→ **Exercise aim**
Please, without the pictures, retype exactly the lines from the start of the material through the line that holds "Return the mask of every instance of the blue".

→ **Data to use**

···

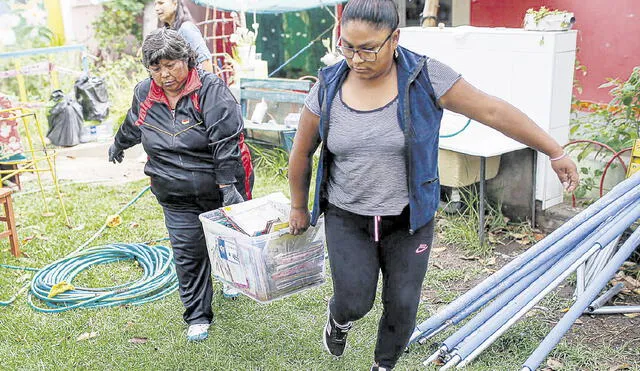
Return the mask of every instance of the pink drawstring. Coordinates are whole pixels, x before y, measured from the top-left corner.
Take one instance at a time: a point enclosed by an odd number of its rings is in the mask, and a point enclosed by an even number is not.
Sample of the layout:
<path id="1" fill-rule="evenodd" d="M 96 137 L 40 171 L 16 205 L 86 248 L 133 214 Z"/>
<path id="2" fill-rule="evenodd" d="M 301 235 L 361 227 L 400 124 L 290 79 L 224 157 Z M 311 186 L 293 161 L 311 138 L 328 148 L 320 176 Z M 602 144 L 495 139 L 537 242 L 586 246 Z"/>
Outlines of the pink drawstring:
<path id="1" fill-rule="evenodd" d="M 373 217 L 373 240 L 375 242 L 380 242 L 380 221 L 381 217 L 374 216 Z"/>

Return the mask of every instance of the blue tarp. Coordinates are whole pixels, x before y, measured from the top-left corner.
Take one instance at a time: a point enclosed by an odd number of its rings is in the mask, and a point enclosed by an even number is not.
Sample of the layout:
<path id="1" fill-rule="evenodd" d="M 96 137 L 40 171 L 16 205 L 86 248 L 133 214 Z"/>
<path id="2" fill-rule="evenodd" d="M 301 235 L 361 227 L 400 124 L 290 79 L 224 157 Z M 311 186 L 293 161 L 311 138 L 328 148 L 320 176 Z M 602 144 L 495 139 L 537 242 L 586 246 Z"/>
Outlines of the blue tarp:
<path id="1" fill-rule="evenodd" d="M 209 8 L 251 13 L 284 13 L 297 10 L 334 6 L 347 0 L 191 0 Z"/>

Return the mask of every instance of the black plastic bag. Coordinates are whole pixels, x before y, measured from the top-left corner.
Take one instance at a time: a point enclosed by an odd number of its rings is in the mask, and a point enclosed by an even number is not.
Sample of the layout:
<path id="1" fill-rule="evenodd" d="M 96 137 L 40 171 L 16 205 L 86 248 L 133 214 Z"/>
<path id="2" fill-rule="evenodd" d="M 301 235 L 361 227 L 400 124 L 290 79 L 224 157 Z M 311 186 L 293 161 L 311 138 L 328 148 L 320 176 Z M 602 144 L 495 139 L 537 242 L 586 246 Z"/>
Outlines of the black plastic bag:
<path id="1" fill-rule="evenodd" d="M 55 104 L 47 115 L 47 138 L 56 146 L 71 147 L 79 144 L 84 129 L 82 107 L 73 97 L 64 95 L 62 90 L 54 91 L 51 100 Z"/>
<path id="2" fill-rule="evenodd" d="M 76 80 L 73 90 L 85 120 L 102 121 L 109 115 L 109 93 L 102 78 L 83 75 Z"/>

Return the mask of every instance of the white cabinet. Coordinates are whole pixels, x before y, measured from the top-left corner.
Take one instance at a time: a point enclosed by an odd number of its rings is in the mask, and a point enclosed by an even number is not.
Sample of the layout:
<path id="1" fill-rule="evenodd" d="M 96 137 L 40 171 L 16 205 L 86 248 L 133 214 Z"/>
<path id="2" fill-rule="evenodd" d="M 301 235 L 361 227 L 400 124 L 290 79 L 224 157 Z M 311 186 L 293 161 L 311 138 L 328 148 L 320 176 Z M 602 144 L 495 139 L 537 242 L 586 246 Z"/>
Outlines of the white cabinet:
<path id="1" fill-rule="evenodd" d="M 408 27 L 400 45 L 440 60 L 486 93 L 500 97 L 531 117 L 561 145 L 569 136 L 577 31 L 538 32 L 512 28 Z M 457 115 L 445 112 L 441 133 L 455 132 Z M 484 125 L 442 138 L 440 148 L 490 157 L 523 148 Z M 537 164 L 536 198 L 546 209 L 562 202 L 562 186 L 548 158 Z"/>

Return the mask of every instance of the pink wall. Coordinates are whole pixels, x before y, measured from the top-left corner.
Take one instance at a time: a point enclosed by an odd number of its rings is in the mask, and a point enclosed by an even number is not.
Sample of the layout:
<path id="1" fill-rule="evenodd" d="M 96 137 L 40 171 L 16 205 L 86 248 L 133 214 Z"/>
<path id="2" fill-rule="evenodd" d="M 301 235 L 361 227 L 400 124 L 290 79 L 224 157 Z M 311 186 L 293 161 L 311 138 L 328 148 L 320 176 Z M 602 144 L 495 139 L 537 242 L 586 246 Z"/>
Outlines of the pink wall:
<path id="1" fill-rule="evenodd" d="M 608 90 L 598 86 L 608 77 L 626 80 L 640 65 L 640 0 L 472 0 L 471 25 L 521 27 L 527 9 L 541 5 L 575 14 L 577 59 L 587 68 L 586 76 L 576 72 L 583 89 L 577 98 L 609 102 Z"/>

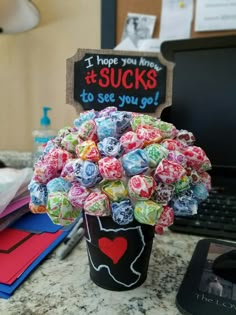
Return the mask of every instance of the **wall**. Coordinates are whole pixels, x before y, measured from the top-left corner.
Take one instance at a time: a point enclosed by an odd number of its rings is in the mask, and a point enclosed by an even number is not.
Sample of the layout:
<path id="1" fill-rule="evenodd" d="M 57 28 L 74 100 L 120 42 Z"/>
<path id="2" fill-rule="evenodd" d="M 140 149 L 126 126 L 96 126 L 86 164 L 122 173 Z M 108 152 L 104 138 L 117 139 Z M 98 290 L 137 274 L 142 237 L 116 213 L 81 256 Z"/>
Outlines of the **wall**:
<path id="1" fill-rule="evenodd" d="M 34 30 L 0 35 L 0 150 L 32 150 L 41 107 L 51 106 L 52 127 L 71 125 L 65 104 L 66 58 L 77 48 L 100 48 L 100 0 L 34 0 Z"/>

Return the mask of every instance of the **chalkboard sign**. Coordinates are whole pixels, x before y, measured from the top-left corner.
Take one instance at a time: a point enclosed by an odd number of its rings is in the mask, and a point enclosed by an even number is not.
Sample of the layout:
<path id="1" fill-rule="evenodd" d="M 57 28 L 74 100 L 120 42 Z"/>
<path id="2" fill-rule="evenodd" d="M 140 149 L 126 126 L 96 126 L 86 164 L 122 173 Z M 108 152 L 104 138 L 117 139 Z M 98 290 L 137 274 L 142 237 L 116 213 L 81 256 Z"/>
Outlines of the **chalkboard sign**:
<path id="1" fill-rule="evenodd" d="M 173 63 L 160 54 L 79 49 L 67 60 L 67 103 L 159 114 L 172 101 Z"/>

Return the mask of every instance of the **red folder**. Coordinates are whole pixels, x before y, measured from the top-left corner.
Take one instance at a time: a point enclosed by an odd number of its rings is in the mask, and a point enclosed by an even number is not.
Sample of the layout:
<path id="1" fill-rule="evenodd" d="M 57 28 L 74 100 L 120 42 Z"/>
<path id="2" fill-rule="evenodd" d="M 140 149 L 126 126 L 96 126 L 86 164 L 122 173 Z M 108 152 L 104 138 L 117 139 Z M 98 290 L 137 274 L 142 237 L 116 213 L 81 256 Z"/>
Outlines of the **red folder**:
<path id="1" fill-rule="evenodd" d="M 61 233 L 0 232 L 0 282 L 12 284 Z"/>

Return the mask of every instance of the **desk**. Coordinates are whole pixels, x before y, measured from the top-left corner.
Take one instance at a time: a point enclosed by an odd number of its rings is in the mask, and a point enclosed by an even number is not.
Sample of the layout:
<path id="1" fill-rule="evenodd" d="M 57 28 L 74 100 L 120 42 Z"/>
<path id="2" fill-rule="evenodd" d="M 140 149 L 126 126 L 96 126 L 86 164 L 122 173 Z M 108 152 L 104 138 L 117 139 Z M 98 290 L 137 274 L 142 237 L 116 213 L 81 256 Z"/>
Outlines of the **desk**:
<path id="1" fill-rule="evenodd" d="M 56 249 L 9 300 L 4 315 L 179 315 L 175 296 L 200 237 L 166 231 L 154 239 L 146 282 L 137 289 L 112 292 L 89 277 L 86 243 L 60 261 Z"/>
<path id="2" fill-rule="evenodd" d="M 12 168 L 33 167 L 32 152 L 0 150 L 0 160 Z"/>
<path id="3" fill-rule="evenodd" d="M 0 151 L 0 157 L 13 167 L 32 163 L 28 152 Z M 58 248 L 9 300 L 0 300 L 0 314 L 180 315 L 175 296 L 200 239 L 169 230 L 156 236 L 147 280 L 125 292 L 104 290 L 90 280 L 85 240 L 65 260 L 57 258 Z"/>

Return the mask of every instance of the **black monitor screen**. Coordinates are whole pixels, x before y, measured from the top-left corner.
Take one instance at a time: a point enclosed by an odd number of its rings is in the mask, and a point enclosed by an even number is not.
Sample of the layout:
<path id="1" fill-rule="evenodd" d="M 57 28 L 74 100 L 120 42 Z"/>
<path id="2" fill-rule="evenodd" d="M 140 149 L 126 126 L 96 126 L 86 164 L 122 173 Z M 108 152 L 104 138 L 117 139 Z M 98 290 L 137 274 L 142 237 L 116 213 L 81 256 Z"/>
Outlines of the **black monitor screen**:
<path id="1" fill-rule="evenodd" d="M 215 167 L 236 168 L 236 36 L 169 41 L 161 51 L 175 63 L 161 118 L 192 131 Z"/>

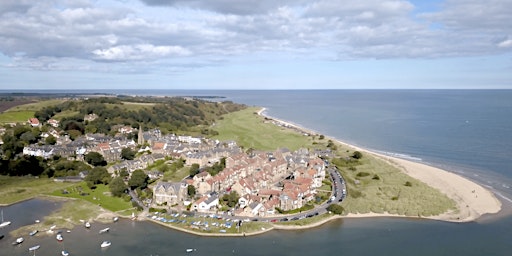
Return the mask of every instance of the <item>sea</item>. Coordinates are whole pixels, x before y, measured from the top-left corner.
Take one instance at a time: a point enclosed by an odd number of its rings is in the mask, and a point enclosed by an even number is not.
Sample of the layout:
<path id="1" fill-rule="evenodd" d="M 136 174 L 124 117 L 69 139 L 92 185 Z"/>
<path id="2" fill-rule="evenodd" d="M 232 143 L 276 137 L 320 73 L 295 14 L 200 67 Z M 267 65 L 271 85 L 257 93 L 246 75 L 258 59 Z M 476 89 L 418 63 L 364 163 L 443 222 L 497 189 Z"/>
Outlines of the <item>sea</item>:
<path id="1" fill-rule="evenodd" d="M 0 91 L 5 92 L 5 91 Z M 62 92 L 70 91 L 32 91 Z M 266 108 L 265 114 L 368 150 L 457 173 L 491 190 L 503 210 L 469 223 L 408 218 L 341 219 L 299 231 L 200 237 L 121 220 L 54 236 L 8 232 L 59 207 L 32 199 L 1 207 L 0 255 L 511 255 L 512 90 L 106 90 L 124 95 L 201 96 Z M 216 96 L 222 98 L 210 98 Z M 469 189 L 469 188 L 468 188 Z M 98 230 L 110 227 L 110 232 Z M 101 241 L 112 245 L 100 249 Z M 187 253 L 187 248 L 194 251 Z"/>

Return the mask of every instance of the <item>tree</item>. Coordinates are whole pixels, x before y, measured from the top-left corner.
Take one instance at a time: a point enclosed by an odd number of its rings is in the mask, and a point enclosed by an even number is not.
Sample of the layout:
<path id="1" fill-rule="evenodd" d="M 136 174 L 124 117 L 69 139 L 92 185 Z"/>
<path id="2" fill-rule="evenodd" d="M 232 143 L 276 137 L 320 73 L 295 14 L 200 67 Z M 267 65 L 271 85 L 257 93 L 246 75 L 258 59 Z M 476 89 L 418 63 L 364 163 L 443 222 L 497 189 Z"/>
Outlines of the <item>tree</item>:
<path id="1" fill-rule="evenodd" d="M 361 159 L 361 158 L 363 158 L 363 153 L 361 153 L 359 151 L 354 151 L 354 154 L 352 154 L 352 158 Z"/>
<path id="2" fill-rule="evenodd" d="M 194 177 L 198 173 L 199 173 L 199 164 L 196 164 L 196 163 L 192 164 L 189 169 L 190 177 Z"/>
<path id="3" fill-rule="evenodd" d="M 190 197 L 194 197 L 196 195 L 196 187 L 194 187 L 193 185 L 188 185 L 187 194 Z"/>
<path id="4" fill-rule="evenodd" d="M 128 180 L 128 186 L 131 189 L 144 189 L 148 186 L 149 177 L 143 170 L 137 169 L 132 173 L 132 177 Z"/>
<path id="5" fill-rule="evenodd" d="M 112 179 L 112 181 L 108 184 L 110 192 L 113 196 L 121 197 L 124 195 L 128 186 L 123 181 L 123 178 L 118 176 Z"/>
<path id="6" fill-rule="evenodd" d="M 224 204 L 229 207 L 235 207 L 235 205 L 238 203 L 238 199 L 240 199 L 240 196 L 236 191 L 231 191 L 229 194 L 224 194 L 221 198 L 222 202 L 224 202 Z"/>
<path id="7" fill-rule="evenodd" d="M 342 214 L 345 209 L 339 204 L 331 204 L 327 206 L 327 210 L 334 214 Z"/>
<path id="8" fill-rule="evenodd" d="M 57 139 L 53 137 L 53 135 L 50 135 L 46 137 L 45 142 L 47 145 L 55 145 L 55 143 L 57 143 Z"/>
<path id="9" fill-rule="evenodd" d="M 85 181 L 89 187 L 93 187 L 96 184 L 108 184 L 112 176 L 108 173 L 105 167 L 94 167 L 89 171 Z"/>
<path id="10" fill-rule="evenodd" d="M 85 161 L 88 164 L 94 166 L 105 166 L 107 165 L 107 161 L 103 158 L 103 156 L 98 152 L 89 152 L 84 156 Z"/>
<path id="11" fill-rule="evenodd" d="M 135 158 L 135 151 L 131 148 L 123 148 L 121 150 L 121 158 L 126 160 L 133 160 Z"/>

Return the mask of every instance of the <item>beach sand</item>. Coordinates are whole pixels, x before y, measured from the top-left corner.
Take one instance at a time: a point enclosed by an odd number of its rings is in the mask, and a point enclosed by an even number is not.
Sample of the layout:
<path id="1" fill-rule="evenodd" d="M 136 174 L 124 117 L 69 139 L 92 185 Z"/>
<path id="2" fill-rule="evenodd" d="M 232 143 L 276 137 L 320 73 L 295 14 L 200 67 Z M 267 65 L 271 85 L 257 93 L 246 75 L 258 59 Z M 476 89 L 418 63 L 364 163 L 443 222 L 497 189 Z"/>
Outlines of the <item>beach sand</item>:
<path id="1" fill-rule="evenodd" d="M 282 123 L 285 126 L 290 126 L 295 129 L 299 129 L 304 133 L 319 134 L 313 130 L 300 127 L 296 124 L 279 120 L 270 116 L 264 115 L 265 108 L 262 108 L 258 113 L 269 119 Z M 330 138 L 333 141 L 338 142 L 346 147 L 353 148 L 364 152 L 366 154 L 373 155 L 380 159 L 385 160 L 389 164 L 392 164 L 402 170 L 405 174 L 418 179 L 427 185 L 438 189 L 442 193 L 446 194 L 449 198 L 454 200 L 457 204 L 458 211 L 447 212 L 437 216 L 425 217 L 428 219 L 436 219 L 451 222 L 469 222 L 474 221 L 484 214 L 498 213 L 501 210 L 502 204 L 496 198 L 496 196 L 488 189 L 481 185 L 466 179 L 462 176 L 456 175 L 452 172 L 442 170 L 433 166 L 429 166 L 423 163 L 413 162 L 404 160 L 397 157 L 391 157 L 387 155 L 378 154 L 371 152 L 366 149 L 362 149 L 343 141 L 339 141 Z M 382 213 L 365 213 L 365 214 L 348 214 L 346 217 L 405 217 L 394 214 L 382 214 Z"/>

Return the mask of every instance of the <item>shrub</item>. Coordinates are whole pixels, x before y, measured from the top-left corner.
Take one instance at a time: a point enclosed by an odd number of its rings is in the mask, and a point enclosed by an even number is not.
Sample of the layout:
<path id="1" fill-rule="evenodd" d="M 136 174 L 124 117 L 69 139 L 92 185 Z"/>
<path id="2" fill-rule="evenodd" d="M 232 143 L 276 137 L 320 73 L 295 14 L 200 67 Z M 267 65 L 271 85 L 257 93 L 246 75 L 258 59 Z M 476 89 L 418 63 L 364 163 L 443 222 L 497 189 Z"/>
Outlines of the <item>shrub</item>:
<path id="1" fill-rule="evenodd" d="M 380 177 L 379 177 L 379 175 L 377 175 L 377 174 L 373 175 L 373 178 L 372 178 L 372 180 L 380 180 Z"/>
<path id="2" fill-rule="evenodd" d="M 367 173 L 367 172 L 359 172 L 356 176 L 357 177 L 366 177 L 366 176 L 369 176 L 370 174 Z"/>
<path id="3" fill-rule="evenodd" d="M 342 214 L 345 209 L 339 204 L 331 204 L 327 207 L 327 210 L 334 214 Z"/>
<path id="4" fill-rule="evenodd" d="M 406 181 L 404 185 L 406 187 L 412 187 L 412 183 L 410 181 Z"/>
<path id="5" fill-rule="evenodd" d="M 354 151 L 354 154 L 352 154 L 352 158 L 361 159 L 361 158 L 363 158 L 363 153 L 361 153 L 359 151 Z"/>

···

→ **Task answer**
Return the mask of every instance of the pink drawstring. Coordinates are whole pixels, x before y, measured from the top-left corner.
Take one instance at a time: a point enclosed by an odd number of its rings is in the mask, and a point enclosed by an even number is not.
Sample of the layout:
<path id="1" fill-rule="evenodd" d="M 96 137 L 40 171 L 16 205 L 86 248 L 133 214 Z"/>
<path id="2" fill-rule="evenodd" d="M 301 235 L 361 227 L 400 124 L 290 79 L 224 157 Z M 311 186 L 293 161 L 311 138 L 328 148 L 320 176 Z M 602 144 L 495 139 L 537 242 L 586 246 Z"/>
Outlines of the pink drawstring:
<path id="1" fill-rule="evenodd" d="M 373 217 L 373 240 L 375 242 L 380 242 L 380 221 L 381 217 L 374 216 Z"/>

Return the mask of every instance of the blue tarp. Coordinates are whole pixels, x before y, measured from the top-left corner.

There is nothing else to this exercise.